#### Given problem
Reproduce verbatim the lines between the line containing "As a warehouse robot's perception module, locate distant" and the line containing "450, 443, 706, 896", inclusive, and output nothing else.

----------

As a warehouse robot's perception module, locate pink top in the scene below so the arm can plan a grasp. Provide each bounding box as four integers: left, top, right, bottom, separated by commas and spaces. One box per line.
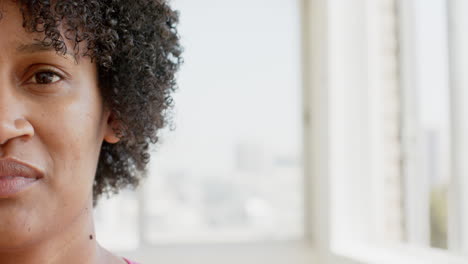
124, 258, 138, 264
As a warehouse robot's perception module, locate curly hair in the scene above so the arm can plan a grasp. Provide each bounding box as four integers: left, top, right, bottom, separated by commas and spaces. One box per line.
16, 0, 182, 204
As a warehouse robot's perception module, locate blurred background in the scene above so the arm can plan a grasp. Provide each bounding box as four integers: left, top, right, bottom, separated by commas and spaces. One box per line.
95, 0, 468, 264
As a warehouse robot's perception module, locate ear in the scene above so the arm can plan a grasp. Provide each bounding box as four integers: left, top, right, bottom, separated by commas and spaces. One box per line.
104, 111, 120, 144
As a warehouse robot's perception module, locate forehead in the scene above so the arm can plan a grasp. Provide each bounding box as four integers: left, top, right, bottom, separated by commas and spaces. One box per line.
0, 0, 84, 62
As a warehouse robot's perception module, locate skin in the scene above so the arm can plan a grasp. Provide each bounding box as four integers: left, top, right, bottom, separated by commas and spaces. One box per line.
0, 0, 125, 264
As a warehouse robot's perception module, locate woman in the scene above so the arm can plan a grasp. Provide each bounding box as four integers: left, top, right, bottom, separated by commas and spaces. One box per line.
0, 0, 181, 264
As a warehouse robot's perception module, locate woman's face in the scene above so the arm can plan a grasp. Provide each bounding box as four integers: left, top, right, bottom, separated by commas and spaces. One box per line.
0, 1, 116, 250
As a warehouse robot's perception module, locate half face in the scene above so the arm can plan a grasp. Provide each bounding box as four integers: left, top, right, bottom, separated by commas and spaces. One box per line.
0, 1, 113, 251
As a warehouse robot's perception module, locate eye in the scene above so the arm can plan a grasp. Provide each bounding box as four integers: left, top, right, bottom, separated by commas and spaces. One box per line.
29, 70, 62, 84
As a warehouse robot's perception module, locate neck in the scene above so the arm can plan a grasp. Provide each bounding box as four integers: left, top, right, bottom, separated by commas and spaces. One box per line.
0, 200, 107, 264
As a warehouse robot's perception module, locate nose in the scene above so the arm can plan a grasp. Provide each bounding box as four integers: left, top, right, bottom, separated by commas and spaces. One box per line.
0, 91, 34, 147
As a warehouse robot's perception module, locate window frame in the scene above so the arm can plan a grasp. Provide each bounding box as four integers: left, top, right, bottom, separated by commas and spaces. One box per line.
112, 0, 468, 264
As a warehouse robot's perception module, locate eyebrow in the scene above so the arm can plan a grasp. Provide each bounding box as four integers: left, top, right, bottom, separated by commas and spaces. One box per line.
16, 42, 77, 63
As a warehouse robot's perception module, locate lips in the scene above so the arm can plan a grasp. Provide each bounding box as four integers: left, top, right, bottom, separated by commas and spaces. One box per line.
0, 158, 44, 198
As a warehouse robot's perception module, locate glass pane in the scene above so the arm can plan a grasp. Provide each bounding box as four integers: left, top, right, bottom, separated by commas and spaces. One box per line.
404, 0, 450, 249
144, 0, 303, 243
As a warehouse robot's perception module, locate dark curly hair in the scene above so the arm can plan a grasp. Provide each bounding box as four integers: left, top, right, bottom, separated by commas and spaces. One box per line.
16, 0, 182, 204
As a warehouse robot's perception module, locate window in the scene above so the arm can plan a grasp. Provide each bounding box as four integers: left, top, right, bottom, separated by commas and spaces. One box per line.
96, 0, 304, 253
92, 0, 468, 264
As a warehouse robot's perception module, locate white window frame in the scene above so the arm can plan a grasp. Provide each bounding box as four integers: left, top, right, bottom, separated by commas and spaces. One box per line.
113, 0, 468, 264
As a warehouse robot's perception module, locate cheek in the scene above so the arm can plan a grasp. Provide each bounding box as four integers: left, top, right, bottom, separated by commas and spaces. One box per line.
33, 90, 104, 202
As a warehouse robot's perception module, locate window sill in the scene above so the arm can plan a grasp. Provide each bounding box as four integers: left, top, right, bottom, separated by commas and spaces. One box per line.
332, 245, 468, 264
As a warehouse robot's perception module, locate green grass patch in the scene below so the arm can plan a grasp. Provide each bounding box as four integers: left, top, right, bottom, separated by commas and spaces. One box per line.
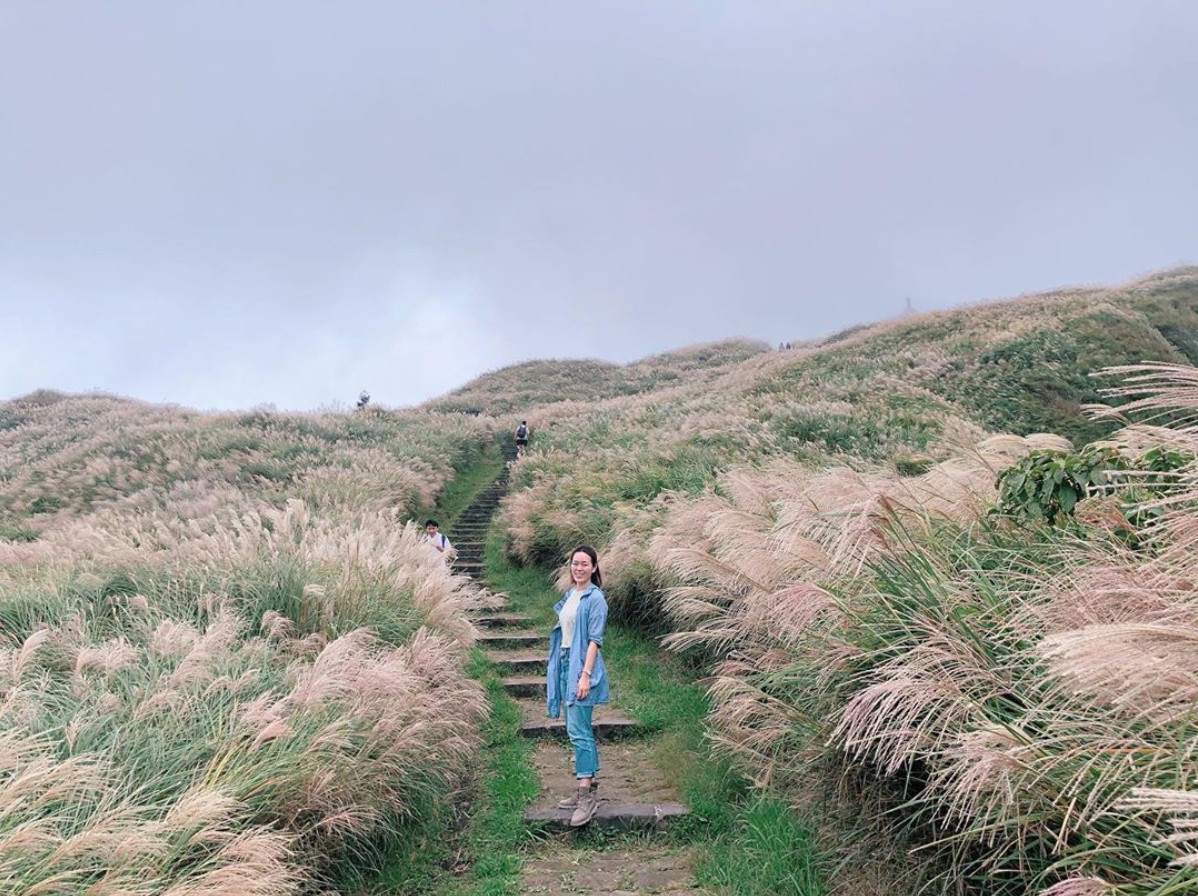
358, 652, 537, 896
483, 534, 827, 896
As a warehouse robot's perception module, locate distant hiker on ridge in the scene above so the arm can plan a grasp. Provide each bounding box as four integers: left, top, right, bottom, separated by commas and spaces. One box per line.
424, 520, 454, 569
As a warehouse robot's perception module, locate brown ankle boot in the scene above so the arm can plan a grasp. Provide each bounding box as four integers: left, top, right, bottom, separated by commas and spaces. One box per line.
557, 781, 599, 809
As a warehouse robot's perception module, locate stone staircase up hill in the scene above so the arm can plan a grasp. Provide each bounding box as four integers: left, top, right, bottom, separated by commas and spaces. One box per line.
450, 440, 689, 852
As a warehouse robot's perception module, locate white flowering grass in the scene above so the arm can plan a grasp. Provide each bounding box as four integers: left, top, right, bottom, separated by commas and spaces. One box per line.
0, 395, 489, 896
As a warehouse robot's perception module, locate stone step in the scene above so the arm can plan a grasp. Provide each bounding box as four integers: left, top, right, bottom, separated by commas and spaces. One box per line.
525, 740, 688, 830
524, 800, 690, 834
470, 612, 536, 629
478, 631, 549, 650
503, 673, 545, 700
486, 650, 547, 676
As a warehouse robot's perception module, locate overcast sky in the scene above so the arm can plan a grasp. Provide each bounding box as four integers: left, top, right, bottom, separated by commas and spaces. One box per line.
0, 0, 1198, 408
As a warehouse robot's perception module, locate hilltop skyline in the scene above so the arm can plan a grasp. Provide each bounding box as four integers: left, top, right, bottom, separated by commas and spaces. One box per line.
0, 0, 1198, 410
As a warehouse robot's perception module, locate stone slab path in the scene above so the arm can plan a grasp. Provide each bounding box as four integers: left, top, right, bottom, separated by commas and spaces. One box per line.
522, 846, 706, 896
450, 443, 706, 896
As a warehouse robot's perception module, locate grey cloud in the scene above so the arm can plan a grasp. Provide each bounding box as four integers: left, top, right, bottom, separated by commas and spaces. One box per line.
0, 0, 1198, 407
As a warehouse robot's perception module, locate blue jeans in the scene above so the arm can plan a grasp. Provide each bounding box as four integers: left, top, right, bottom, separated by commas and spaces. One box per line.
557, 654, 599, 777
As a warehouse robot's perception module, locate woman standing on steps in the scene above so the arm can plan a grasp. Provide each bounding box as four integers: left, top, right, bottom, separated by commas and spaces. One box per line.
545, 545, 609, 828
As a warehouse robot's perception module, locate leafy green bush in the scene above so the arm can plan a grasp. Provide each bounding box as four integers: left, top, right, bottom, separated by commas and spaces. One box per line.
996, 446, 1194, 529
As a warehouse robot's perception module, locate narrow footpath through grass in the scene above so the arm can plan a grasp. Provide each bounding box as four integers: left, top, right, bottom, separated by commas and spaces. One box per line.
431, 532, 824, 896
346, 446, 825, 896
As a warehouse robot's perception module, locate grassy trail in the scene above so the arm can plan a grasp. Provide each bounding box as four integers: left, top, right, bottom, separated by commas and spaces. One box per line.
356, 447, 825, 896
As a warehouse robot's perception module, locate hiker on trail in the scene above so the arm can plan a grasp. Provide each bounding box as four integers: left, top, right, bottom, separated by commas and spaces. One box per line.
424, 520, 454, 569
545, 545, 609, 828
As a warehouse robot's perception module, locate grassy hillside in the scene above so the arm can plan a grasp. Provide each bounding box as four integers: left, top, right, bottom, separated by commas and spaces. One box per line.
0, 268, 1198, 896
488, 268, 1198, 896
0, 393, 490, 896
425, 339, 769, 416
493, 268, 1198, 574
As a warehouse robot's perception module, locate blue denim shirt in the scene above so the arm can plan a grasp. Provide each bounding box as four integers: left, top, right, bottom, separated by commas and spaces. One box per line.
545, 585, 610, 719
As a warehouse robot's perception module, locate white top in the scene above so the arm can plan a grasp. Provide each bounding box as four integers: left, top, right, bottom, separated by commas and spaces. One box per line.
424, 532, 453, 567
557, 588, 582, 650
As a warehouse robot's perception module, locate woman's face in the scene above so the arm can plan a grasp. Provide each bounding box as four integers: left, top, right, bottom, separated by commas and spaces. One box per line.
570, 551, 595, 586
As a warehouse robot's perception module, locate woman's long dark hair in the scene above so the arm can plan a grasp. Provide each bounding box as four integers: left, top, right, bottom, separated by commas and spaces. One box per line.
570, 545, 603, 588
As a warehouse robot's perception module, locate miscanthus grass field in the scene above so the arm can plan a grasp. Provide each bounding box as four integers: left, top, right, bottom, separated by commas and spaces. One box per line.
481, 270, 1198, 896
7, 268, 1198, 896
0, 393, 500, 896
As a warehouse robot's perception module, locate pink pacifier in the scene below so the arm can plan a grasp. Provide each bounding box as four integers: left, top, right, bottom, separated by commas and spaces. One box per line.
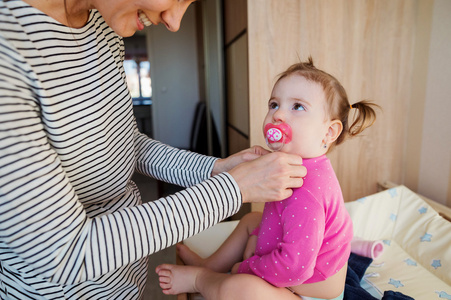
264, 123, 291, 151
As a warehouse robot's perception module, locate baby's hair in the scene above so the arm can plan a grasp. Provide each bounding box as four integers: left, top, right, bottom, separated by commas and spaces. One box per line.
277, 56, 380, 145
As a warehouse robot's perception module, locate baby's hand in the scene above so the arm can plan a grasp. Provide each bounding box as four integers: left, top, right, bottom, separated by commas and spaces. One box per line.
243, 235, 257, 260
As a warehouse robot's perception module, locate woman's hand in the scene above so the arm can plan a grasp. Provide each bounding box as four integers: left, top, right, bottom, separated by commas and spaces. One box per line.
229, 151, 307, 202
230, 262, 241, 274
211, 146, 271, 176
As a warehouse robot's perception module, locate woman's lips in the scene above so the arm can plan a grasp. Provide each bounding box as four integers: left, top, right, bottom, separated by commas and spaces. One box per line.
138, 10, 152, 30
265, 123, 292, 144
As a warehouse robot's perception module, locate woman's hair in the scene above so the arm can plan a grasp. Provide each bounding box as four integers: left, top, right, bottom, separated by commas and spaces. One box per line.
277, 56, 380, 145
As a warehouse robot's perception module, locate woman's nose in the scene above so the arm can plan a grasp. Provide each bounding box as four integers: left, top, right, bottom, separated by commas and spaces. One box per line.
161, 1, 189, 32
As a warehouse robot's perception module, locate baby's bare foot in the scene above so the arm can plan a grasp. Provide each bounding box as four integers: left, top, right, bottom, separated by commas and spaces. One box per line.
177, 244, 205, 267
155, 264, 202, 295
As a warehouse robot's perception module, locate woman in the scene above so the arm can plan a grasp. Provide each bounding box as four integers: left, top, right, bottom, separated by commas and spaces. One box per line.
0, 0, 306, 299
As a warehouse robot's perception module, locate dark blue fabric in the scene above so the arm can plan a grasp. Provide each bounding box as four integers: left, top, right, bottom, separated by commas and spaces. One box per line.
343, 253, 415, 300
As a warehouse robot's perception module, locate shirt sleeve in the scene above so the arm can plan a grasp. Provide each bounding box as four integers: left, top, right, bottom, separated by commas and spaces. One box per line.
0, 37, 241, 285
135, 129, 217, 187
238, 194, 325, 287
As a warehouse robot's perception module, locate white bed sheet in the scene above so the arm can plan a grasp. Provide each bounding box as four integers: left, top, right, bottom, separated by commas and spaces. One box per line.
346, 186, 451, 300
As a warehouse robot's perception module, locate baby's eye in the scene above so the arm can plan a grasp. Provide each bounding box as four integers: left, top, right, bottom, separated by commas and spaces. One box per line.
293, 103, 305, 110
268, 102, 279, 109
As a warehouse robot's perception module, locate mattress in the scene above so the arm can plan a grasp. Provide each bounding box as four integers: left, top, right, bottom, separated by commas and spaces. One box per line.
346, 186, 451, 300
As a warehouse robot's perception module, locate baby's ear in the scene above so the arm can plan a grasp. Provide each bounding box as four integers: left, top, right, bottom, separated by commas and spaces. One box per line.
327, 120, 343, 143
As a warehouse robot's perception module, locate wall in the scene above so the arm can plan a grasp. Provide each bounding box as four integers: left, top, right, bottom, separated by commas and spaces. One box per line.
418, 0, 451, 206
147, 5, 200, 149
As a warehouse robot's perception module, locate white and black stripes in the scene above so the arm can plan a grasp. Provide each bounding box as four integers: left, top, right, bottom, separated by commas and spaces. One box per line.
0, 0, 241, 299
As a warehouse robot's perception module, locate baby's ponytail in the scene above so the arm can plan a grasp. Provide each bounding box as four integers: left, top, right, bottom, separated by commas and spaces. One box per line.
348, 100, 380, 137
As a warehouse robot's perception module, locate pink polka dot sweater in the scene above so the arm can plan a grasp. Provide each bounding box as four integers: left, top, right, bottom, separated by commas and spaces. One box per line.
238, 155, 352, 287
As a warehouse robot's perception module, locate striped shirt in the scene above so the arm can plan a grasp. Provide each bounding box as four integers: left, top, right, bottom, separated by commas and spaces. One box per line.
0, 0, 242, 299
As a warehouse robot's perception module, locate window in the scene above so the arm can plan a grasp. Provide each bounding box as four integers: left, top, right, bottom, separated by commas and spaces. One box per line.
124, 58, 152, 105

----------

#### Exercise result
As a warehouse robot's perception module, locate distant hiker on ridge in the scene above so the arm can plan a grasp. Provide each bounding box as four integers: left, top, right, bottom, separated by commas and spaces. One box per line.
424, 520, 454, 569
As a warehouse robot's perception module, locate brown ankle boot in the scene above so the arm can plan a grasp. Provide each bounding box as four integers: left, top, right, bottom, separated by commas and spaces. One box per line.
557, 781, 599, 809
As a warehouse robot's perception module, locate stone staircase up hill in the scene above so the arm can plan a grasp. Provide each bounding box as four integers: left, top, right, bottom, separated by commas and spaces. One box per line.
450, 440, 689, 852
As a warehouse robot's perception module, locate white flowering grass in the scene above so the arm can plan a grasp. Provide each bounding box as four integers: left, top, right, bottom, separated by commas and spaces. One box per line.
0, 395, 489, 896
As a warehouse robot's perception module, locate stone step in the scene above so the arm can plan a grasp. Provide each bounding box as four integers: left, top, right, bottom, separated by commas and spaces. One box per line.
525, 740, 688, 830
524, 800, 690, 834
470, 612, 536, 629
478, 631, 549, 650
503, 673, 545, 700
486, 650, 547, 676
As a warehouse robot's perception module, locate overcast sky in the scene above so the arm can plan a grasp. Provide each bounding box as four integers: left, top, right, bottom, separated by commas and spaces. One box per line.
0, 0, 1198, 408
As a warehouse robot's perception module, locate hilltop skyline in the scene above so the arm can plan a grasp. Provide each bounding box as four integers: left, top, right, bottom, separated by commas and spaces. One box per line.
0, 0, 1198, 410
As a warehouse robot's perception module, locate stone slab path in the scene above so the arm can plan a grasp. Provide each bounding box as four integers: left, top, right, bottom, separated by commas and spaces. One box per line.
522, 846, 706, 896
450, 443, 706, 896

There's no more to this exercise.